_GIVEN RECORDS:_
----------------------------------------

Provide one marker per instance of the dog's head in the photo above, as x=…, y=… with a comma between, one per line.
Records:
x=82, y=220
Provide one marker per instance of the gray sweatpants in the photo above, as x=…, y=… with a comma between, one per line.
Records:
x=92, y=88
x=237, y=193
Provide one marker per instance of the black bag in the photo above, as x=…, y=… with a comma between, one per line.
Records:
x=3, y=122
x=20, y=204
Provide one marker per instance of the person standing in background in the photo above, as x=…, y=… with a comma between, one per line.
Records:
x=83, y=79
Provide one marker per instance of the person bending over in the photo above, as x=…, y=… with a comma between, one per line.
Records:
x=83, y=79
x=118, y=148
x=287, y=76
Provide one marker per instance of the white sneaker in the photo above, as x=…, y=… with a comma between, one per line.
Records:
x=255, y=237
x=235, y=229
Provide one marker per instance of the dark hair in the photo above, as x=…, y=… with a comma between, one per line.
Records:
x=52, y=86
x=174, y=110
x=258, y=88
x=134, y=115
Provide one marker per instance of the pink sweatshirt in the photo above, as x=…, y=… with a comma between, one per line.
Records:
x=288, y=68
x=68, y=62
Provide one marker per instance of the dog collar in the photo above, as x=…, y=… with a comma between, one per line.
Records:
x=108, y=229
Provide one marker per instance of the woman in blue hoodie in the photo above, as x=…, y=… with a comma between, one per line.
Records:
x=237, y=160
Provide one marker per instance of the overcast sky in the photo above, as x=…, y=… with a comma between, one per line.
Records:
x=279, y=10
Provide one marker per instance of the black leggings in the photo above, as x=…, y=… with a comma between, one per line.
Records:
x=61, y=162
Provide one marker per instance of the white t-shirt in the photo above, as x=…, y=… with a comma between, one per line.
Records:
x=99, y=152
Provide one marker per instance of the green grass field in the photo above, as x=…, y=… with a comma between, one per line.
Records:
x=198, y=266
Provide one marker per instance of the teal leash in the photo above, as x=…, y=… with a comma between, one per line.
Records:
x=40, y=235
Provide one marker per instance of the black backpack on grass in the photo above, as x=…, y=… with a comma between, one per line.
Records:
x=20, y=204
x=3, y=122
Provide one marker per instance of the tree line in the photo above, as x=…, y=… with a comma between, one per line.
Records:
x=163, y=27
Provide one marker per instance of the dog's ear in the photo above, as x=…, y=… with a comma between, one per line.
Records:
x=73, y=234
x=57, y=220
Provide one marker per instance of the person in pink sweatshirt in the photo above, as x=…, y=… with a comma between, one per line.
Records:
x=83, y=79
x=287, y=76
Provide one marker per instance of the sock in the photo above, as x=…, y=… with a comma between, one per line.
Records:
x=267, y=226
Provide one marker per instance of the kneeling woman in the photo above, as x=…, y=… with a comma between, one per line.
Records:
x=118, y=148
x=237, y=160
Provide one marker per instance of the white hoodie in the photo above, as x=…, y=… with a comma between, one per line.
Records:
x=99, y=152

----------------------------------------

_WORK TO BE COMPLETED:_ Scan the data above for the word "white", then copy every line that holds it.

_PROBLEM SOLUTION:_
Provide one marker per instance of the white sneaker in the photo above, as x=…, y=… with a comma between, one per line.
Provide one marker per instance of the white t-shirt in the photo above, as x=…, y=… with a comma between, one per line.
Provide one marker per instance of the white hoodie in the photo above, as x=…, y=… with a comma between, one per line.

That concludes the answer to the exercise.